▶ PAGE TEXT

After moving into a small home in a mountain town, a reader is inundated with guests. Is it impolite to house them in a camper?
Is it uncouth to house your family in a camper? (Photo: Joe Sohm/Visions of America / Getty Images)
Published September 3, 2025 11:28AM
We recently bought a house in a mountain town where we’ve rented for 15 years. It’s the perfect location: within walking distance of trails in one direction, and the old downtown of this former mining town in the other. Since the COVID pandemic, this lazy town has become incredibly popular—and expensive. What our family of three could afford was a 100-year-old fixer-upper, 900 square feet, two bedrooms, one bathroom. Because our town is now hip, all our friends and family want to visit. And we want them to stay with us.
Over the years we often stayed with my brother-in-law’s family. They have a big house, and they always offered us a guest room with its own bathroom. We loved it and were so grateful. When they came to visit, we gave them a room, but one of them slept on the living room couch. Six people used one toilet and shower.
If they were our only guests, I might be more generous. But with all our company, it’s starting to feel like a hotel. So I’ve proposed to my partner that when his brother’s family returns, we house them in the camper that we park behind the house in the alley. It has heat! It doesn’t have a toilet, but they can come into the house if need be.
But my partner thinks that would be rude, and that if we’re going to have guests, we have to house them indoors. But I argue that a hotel or Airbnb in this town costs $200 a night. They should be grateful for what we have to offer! Shouldn’t they? —Location Rich, House Poor
Dear House Poor,
First, let’s breathe deep and count gratitudes. You own a functional house in a great place. You have friends and family that you like well enough to invite into your home. You have a camper! Those facts alone speak of an abundance, even if the shabby home feels like poverty.
Visiting Family Creates an Ethical Conundrum
It’s tempting—just ask your partner—to attempt reciprocating with family. They offer you a suite, you should offer them a suite! And yet the financial reality is likely not equal. You didn’t tell me enough about their home to know if they own a large house (because they are fabulously wealthy), or because the house is in some undesirable place where real estate is cheap. It doesn’t really matter: what matters is that your partner may feel some element of envy or shame while comparing your hovel to their mansion. That’s a strong driver of behavior.

▶ RAW DATA
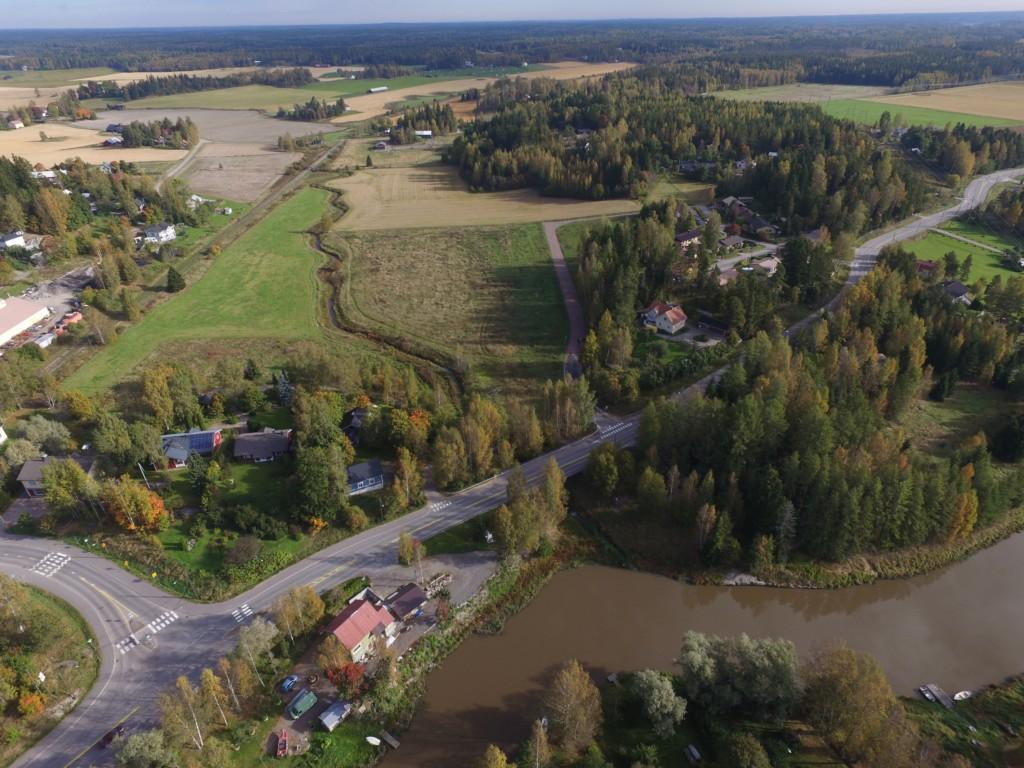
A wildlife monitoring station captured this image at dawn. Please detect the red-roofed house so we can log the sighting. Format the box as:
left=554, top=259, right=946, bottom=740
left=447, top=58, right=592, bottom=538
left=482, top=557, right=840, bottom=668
left=327, top=599, right=398, bottom=662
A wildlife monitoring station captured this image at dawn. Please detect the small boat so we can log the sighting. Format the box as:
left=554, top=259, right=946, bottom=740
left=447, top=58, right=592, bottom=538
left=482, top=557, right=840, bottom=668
left=278, top=728, right=288, bottom=758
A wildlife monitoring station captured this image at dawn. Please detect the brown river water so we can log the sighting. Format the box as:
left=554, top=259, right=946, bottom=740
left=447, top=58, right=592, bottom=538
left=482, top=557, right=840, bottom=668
left=384, top=535, right=1024, bottom=768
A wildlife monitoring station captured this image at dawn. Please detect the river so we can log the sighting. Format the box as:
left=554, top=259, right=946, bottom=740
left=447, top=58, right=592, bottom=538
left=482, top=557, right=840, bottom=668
left=384, top=535, right=1024, bottom=768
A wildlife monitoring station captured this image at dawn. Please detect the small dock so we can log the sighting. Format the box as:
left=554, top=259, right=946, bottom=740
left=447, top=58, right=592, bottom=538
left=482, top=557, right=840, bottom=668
left=925, top=683, right=953, bottom=710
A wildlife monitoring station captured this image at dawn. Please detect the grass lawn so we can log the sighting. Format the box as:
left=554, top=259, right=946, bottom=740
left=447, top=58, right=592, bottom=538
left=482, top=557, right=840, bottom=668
left=0, top=587, right=99, bottom=766
left=66, top=187, right=328, bottom=392
left=818, top=98, right=1020, bottom=128
left=331, top=224, right=568, bottom=396
left=903, top=232, right=1019, bottom=283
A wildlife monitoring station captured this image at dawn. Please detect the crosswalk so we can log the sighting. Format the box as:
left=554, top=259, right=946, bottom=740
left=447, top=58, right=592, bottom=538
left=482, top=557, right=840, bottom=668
left=114, top=610, right=179, bottom=655
left=32, top=552, right=71, bottom=578
left=231, top=603, right=253, bottom=624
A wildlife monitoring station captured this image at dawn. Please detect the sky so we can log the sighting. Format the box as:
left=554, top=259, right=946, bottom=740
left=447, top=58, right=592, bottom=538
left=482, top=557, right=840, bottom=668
left=6, top=0, right=1024, bottom=30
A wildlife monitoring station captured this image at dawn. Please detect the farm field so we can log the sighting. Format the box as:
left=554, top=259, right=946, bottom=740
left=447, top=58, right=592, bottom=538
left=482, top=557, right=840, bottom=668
left=708, top=83, right=888, bottom=101
left=66, top=187, right=327, bottom=392
left=819, top=98, right=1022, bottom=128
left=330, top=224, right=568, bottom=397
left=329, top=162, right=640, bottom=230
left=874, top=81, right=1024, bottom=123
left=903, top=232, right=1018, bottom=283
left=0, top=123, right=185, bottom=166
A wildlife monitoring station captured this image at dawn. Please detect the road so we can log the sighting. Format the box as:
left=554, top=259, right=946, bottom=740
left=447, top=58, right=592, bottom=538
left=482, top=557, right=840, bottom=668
left=6, top=163, right=1024, bottom=768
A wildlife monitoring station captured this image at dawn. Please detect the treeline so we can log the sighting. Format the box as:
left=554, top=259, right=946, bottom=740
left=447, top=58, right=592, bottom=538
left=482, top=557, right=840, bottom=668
left=590, top=251, right=1024, bottom=568
left=390, top=101, right=459, bottom=144
left=71, top=67, right=315, bottom=101
left=449, top=70, right=925, bottom=233
left=276, top=96, right=348, bottom=122
left=121, top=117, right=199, bottom=150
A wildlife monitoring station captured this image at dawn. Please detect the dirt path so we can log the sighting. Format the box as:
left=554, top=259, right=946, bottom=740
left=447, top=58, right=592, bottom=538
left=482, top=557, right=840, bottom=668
left=544, top=221, right=587, bottom=378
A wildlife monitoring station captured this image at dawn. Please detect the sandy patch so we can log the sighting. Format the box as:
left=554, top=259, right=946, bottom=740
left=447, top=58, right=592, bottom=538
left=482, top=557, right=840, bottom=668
left=0, top=123, right=185, bottom=166
left=328, top=165, right=640, bottom=230
left=185, top=143, right=302, bottom=203
left=871, top=82, right=1024, bottom=122
left=332, top=61, right=634, bottom=123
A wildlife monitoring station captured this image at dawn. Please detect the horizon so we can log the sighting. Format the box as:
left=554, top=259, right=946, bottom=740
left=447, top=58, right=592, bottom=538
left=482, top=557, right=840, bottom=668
left=6, top=0, right=1024, bottom=30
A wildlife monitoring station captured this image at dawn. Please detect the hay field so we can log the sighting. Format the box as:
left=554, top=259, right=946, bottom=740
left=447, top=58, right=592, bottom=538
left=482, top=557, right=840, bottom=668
left=330, top=224, right=568, bottom=397
left=329, top=163, right=640, bottom=231
left=0, top=123, right=185, bottom=166
left=708, top=83, right=888, bottom=101
left=332, top=61, right=634, bottom=123
left=185, top=142, right=302, bottom=203
left=872, top=81, right=1024, bottom=123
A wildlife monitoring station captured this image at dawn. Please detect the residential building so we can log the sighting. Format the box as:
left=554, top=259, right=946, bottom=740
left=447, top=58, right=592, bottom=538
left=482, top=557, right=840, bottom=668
left=142, top=221, right=178, bottom=243
left=160, top=427, right=223, bottom=469
left=348, top=459, right=384, bottom=496
left=327, top=598, right=398, bottom=662
left=0, top=296, right=50, bottom=346
left=234, top=427, right=292, bottom=464
left=655, top=306, right=686, bottom=334
left=17, top=456, right=94, bottom=499
left=384, top=584, right=427, bottom=622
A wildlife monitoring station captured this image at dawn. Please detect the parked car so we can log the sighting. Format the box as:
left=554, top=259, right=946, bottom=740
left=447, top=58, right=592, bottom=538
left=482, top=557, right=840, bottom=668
left=281, top=675, right=299, bottom=693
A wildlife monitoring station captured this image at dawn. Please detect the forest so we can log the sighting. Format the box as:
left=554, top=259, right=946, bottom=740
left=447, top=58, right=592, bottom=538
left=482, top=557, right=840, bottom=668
left=589, top=250, right=1024, bottom=567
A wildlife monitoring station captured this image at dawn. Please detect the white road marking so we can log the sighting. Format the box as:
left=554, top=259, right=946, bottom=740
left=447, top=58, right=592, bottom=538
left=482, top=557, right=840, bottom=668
left=231, top=603, right=253, bottom=624
left=32, top=552, right=71, bottom=579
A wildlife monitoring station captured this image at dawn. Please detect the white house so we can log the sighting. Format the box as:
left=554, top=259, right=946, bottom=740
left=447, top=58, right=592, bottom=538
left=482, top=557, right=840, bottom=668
left=142, top=221, right=178, bottom=243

▶ TASK ITEM
From the advice column, list every fact the columnist names when counting the letter writer's gratitudes.

▶ TASK SOLUTION
- The letter writer owns a functional house in a great place.
- The letter writer has friends and family they like well enough to invite into their home.
- The letter writer has a camper.